* _What this task involves_: Gather each line in the records below that contains the word "white". Case counts, so match its capitalization.

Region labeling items
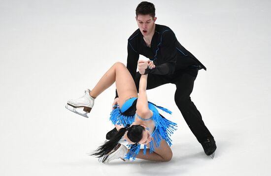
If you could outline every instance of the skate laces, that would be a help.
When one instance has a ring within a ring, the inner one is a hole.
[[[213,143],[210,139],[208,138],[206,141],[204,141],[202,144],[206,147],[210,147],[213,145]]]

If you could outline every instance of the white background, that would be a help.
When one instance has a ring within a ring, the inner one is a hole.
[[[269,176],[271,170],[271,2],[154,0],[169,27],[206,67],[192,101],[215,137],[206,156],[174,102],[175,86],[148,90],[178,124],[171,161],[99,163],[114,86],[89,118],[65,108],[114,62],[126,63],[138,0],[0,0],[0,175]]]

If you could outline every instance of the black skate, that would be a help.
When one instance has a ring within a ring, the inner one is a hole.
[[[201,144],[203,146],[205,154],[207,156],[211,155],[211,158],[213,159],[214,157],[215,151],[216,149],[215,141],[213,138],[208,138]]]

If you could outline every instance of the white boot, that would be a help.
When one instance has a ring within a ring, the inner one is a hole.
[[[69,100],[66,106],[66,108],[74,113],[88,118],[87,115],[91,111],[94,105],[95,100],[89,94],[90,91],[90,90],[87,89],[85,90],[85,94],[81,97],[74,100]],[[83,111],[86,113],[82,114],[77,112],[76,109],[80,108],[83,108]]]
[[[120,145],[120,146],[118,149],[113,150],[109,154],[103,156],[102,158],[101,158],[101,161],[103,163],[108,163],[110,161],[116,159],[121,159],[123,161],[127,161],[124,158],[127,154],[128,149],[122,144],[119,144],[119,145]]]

--

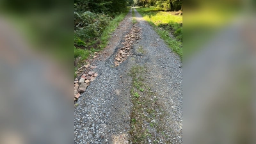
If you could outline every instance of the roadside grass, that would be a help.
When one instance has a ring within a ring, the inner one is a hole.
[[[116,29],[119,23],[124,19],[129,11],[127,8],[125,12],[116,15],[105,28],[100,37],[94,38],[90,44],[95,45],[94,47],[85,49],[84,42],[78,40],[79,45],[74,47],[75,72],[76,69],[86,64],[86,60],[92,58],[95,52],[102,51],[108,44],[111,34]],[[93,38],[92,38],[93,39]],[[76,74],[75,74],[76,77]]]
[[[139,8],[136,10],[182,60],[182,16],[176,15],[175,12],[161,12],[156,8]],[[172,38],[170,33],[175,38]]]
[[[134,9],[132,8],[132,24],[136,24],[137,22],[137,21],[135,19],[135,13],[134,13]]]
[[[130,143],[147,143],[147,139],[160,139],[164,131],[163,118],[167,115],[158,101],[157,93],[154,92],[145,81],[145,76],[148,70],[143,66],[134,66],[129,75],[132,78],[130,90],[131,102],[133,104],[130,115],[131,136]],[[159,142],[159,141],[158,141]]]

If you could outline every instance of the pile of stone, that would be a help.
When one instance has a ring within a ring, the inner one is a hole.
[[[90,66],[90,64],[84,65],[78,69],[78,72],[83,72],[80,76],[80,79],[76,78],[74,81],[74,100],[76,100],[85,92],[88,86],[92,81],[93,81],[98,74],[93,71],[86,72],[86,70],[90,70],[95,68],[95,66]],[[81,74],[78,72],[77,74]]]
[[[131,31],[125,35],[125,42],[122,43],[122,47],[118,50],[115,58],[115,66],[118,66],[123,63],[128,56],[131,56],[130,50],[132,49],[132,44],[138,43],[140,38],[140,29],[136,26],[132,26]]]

* _Reply to the task_:
If you could outline every instance of the white background, that would be a help.
If you could outline every instance of the white boot, that would be a help.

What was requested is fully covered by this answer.